Excerpted records:
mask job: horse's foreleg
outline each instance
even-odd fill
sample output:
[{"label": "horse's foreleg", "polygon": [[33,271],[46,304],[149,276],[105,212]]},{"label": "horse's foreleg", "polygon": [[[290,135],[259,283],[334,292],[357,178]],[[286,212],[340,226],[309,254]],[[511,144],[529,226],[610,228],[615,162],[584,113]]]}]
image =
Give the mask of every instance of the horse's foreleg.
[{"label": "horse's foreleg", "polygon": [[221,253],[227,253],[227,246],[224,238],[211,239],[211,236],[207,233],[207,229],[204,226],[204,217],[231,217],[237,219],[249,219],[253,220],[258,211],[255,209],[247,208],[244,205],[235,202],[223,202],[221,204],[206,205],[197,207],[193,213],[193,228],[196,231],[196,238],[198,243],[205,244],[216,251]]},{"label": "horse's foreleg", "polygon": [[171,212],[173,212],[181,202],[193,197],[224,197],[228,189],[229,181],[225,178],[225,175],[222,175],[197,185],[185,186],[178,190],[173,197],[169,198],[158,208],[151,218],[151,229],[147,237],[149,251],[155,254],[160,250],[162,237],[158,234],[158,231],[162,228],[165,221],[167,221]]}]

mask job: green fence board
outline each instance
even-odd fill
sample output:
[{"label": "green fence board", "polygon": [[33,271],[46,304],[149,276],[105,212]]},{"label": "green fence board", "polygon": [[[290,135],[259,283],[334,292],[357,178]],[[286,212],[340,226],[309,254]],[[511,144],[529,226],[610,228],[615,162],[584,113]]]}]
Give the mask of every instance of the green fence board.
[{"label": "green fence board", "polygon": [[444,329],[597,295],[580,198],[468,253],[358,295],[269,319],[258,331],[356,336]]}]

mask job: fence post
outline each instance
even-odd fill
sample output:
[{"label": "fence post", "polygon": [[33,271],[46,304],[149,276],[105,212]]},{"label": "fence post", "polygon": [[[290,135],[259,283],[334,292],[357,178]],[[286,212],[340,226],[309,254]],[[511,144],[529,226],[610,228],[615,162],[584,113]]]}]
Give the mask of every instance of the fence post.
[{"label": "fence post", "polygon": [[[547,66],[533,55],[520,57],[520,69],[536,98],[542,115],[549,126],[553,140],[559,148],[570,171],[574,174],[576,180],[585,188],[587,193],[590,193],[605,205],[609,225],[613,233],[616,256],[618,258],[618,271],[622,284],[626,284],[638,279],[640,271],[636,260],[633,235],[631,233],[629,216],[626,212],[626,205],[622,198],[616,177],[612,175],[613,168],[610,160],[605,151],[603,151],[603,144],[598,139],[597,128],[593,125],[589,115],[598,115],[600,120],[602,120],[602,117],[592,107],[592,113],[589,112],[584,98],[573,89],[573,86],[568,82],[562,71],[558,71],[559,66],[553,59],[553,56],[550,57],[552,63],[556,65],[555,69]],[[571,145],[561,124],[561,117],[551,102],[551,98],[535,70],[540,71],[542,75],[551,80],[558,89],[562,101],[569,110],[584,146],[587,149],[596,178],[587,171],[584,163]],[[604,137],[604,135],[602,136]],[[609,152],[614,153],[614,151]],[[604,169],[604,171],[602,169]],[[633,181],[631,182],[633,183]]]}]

Exercise prompt: The entries need to be set down again in full, with no word changed.

Answer area:
mask job: horse's foreleg
outline each instance
even-odd fill
sample output:
[{"label": "horse's foreleg", "polygon": [[33,271],[46,304],[149,276],[105,212]]},{"label": "horse's foreleg", "polygon": [[[290,135],[259,283],[334,292],[357,178]],[[286,212],[340,226],[309,254]],[[511,144],[529,226],[610,228],[615,162],[584,113]]]}]
image =
Give the mask of every instance of the horse's foreleg.
[{"label": "horse's foreleg", "polygon": [[221,253],[227,253],[227,246],[224,238],[211,239],[211,236],[207,233],[207,229],[204,226],[204,217],[231,217],[237,219],[249,219],[253,220],[258,211],[255,209],[247,208],[244,205],[235,202],[223,202],[221,204],[206,205],[197,207],[193,213],[193,228],[196,231],[196,238],[198,243],[205,244],[216,251]]},{"label": "horse's foreleg", "polygon": [[171,212],[173,212],[181,202],[193,197],[224,197],[228,189],[229,181],[225,178],[225,175],[222,175],[197,185],[185,186],[178,190],[173,197],[169,198],[158,208],[151,218],[151,229],[147,237],[149,251],[155,254],[160,250],[162,237],[158,234],[158,231],[162,228],[165,221],[167,221]]}]

mask job: green fence board
outline each instance
even-odd fill
sample output:
[{"label": "green fence board", "polygon": [[33,271],[46,304],[149,276],[105,212]]},{"label": "green fence board", "polygon": [[[290,135],[259,283],[334,292],[357,178]],[[286,212],[340,226],[309,254]],[[511,144],[529,226],[610,228],[615,162],[584,113]]]}]
Give the mask of every instance of the green fence board.
[{"label": "green fence board", "polygon": [[444,329],[597,295],[580,198],[468,253],[358,295],[269,319],[258,331],[356,336]]}]

mask job: fence post
outline each instance
even-odd fill
sample output:
[{"label": "fence post", "polygon": [[33,271],[46,304],[149,276],[105,212]]},{"label": "fence post", "polygon": [[[290,135],[259,283],[334,292],[357,178]],[[286,212],[340,226],[309,254]],[[511,144],[529,226],[610,228],[615,162],[584,113]]]}]
Give the mask of every instance of the fence post.
[{"label": "fence post", "polygon": [[[547,66],[533,55],[520,57],[520,69],[536,98],[542,115],[549,126],[553,140],[559,148],[570,171],[574,174],[576,180],[585,188],[587,193],[590,193],[605,205],[609,225],[613,233],[616,256],[618,258],[618,271],[622,284],[626,284],[638,279],[640,271],[636,260],[633,235],[631,233],[629,216],[626,212],[626,205],[622,198],[616,177],[612,175],[613,168],[610,160],[605,151],[603,151],[603,144],[598,139],[597,128],[593,125],[589,115],[598,115],[600,120],[602,120],[602,117],[592,107],[592,113],[589,112],[584,98],[573,89],[573,86],[568,82],[562,71],[558,71],[559,66],[553,59],[553,56],[550,57],[552,63],[556,65],[555,69]],[[571,145],[561,124],[561,117],[551,102],[551,98],[535,70],[540,71],[542,75],[551,80],[558,89],[562,101],[569,110],[584,146],[587,149],[596,178],[587,171],[584,163]],[[604,137],[604,135],[602,136]],[[609,152],[614,153],[614,151]],[[604,169],[604,171],[602,169]],[[633,181],[631,182],[633,183]]]}]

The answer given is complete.